═════ Material

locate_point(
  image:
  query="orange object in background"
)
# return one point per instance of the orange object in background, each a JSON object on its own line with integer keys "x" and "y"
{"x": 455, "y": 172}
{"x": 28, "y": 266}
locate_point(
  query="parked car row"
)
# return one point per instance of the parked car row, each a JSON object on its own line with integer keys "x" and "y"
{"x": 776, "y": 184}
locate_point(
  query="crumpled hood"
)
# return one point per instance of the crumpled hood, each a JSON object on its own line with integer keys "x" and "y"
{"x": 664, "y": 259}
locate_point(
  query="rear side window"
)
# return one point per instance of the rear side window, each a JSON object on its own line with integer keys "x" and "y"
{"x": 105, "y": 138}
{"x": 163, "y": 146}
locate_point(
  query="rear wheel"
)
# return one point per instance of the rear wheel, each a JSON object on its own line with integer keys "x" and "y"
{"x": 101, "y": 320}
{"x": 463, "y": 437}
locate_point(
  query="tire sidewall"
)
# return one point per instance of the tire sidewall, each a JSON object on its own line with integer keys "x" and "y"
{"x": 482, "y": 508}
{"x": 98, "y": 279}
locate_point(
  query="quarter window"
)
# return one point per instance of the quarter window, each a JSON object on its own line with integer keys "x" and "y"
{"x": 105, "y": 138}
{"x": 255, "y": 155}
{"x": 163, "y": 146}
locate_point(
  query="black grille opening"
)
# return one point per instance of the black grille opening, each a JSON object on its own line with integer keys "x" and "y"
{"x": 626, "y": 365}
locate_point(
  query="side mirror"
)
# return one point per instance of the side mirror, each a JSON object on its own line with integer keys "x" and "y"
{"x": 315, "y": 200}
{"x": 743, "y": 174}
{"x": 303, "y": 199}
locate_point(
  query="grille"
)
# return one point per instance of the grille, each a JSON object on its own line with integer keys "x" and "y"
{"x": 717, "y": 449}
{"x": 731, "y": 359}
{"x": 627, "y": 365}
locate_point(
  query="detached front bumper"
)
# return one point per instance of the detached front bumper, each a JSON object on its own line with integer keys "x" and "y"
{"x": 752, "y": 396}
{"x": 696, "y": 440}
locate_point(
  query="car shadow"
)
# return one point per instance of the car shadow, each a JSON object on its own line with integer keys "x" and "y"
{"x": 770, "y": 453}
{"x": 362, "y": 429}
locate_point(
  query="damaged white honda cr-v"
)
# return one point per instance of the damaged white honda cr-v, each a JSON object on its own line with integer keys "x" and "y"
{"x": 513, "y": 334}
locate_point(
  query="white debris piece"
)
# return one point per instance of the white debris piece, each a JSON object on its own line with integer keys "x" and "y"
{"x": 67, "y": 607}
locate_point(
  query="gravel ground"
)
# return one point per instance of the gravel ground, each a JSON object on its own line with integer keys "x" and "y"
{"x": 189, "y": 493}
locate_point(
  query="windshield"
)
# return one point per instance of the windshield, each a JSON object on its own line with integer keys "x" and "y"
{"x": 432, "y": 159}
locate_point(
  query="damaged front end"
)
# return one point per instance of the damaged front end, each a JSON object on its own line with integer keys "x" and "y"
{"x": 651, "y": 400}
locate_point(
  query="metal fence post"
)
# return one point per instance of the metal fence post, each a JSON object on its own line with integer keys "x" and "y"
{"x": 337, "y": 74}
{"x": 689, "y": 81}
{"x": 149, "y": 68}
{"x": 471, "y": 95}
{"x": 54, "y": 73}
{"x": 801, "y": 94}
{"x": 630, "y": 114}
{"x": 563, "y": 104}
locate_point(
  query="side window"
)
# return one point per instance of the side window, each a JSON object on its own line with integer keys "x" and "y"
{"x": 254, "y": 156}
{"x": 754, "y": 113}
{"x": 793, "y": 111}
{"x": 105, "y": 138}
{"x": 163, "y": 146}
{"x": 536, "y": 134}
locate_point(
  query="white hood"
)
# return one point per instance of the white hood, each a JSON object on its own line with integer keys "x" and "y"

══════════

Written problem:
Write the listing out again, exactly as it reads.

Output of the exercise:
locate_point(
  image:
  query="orange object in background"
)
# return one point per instance of the orange object in background, each a JSON object on its own line with integer keys "x" and "y"
{"x": 455, "y": 172}
{"x": 28, "y": 266}
locate_point(
  query="parked car row"
)
# return one point per instance of the parked car row, each a JSON object on its own line with integer keys "x" and "y"
{"x": 776, "y": 184}
locate_point(
  query="crumpled hood"
)
# return one point per instance of the crumpled hood, each a JSON object on its own line with integer keys "x" and "y"
{"x": 664, "y": 259}
locate_point(
  query="rear side window"
)
# return one point per instance of the rear side window, each a JSON object on its own line with integer keys "x" and "y"
{"x": 105, "y": 138}
{"x": 163, "y": 146}
locate_point(
  query="rear wheel"
)
# return one point per instance of the rear wheel, each a JSON object on its own line with integer keys "x" and "y"
{"x": 101, "y": 320}
{"x": 463, "y": 437}
locate_point(
  query="tire sidewall"
)
# return one point per instance of the tire sidewall, each a JSON object on its own line with integer keys "x" and "y"
{"x": 482, "y": 508}
{"x": 98, "y": 279}
locate_point(
  query="quarter window"
)
# return one point per instance of the quarter window, each a JSON object on its own line with integer keys "x" and "y"
{"x": 105, "y": 138}
{"x": 255, "y": 155}
{"x": 163, "y": 146}
locate_point(
  query="black grille opening"
)
# return one point per instance of the black grille opening, each a JSON object on its own line with integer keys "x" and "y"
{"x": 626, "y": 365}
locate_point(
  query="side mirror"
)
# return one point per instance of the side mirror, each a JSON object on its own line with integer keys "x" and "y"
{"x": 315, "y": 200}
{"x": 743, "y": 174}
{"x": 303, "y": 199}
locate_point(
  query="grille"
)
# return one point per instance of the grille, each a JSON object on its own line with integer keys "x" and "y"
{"x": 717, "y": 449}
{"x": 731, "y": 359}
{"x": 627, "y": 365}
locate_point(
  query="detached front bumper"
)
# return one point per instance of the detached front bumper, each a JSON object on its own line with integer keys "x" and "y"
{"x": 752, "y": 396}
{"x": 696, "y": 440}
locate_point(
  query="car shadow"
)
# return one point per instance of the car shadow, each a JSON object on its own line with integer keys "x" and "y"
{"x": 770, "y": 453}
{"x": 362, "y": 429}
locate_point(
  query="damaged white honda cr-v"
)
# return one point per instance of the damaged white honda cr-v, each a JSON object on its own line with integer keys "x" and "y"
{"x": 513, "y": 334}
locate_point(
  query="white debris piece"
)
# return one point per instance of the white debris piece, each a JSON object on its own line with integer keys "x" and "y"
{"x": 67, "y": 607}
locate_point(
  query="gravel ground"
)
# return one point per instance of the gravel ground, each a JSON object on its own line with integer keys "x" and "y"
{"x": 189, "y": 493}
locate_point(
  query="windshield"
)
# return one point per instance of the windshield, each a JSON object on its own line with integer keys "x" and "y"
{"x": 432, "y": 159}
locate_point(
  query="damaged front end"
)
# return one point per instance of the damaged front end, each a JSON object on its own line with integer keys "x" and "y"
{"x": 651, "y": 400}
locate_point(
  query="metal fence post"
)
# return one point per instance of the metal fence post, each a JSON object on its own line with integer keys "x" and "y"
{"x": 337, "y": 74}
{"x": 689, "y": 81}
{"x": 149, "y": 68}
{"x": 471, "y": 95}
{"x": 54, "y": 73}
{"x": 801, "y": 94}
{"x": 630, "y": 114}
{"x": 563, "y": 104}
locate_point(
  query="side window"
)
# return one point per instance of the side window, each a JSON object on its own line with integer keys "x" and "y"
{"x": 254, "y": 156}
{"x": 754, "y": 113}
{"x": 793, "y": 111}
{"x": 105, "y": 138}
{"x": 163, "y": 146}
{"x": 536, "y": 134}
locate_point(
  query="white hood"
)
# return one point per instance of the white hood, each a JSON object on its own line with integer keys "x" and "y"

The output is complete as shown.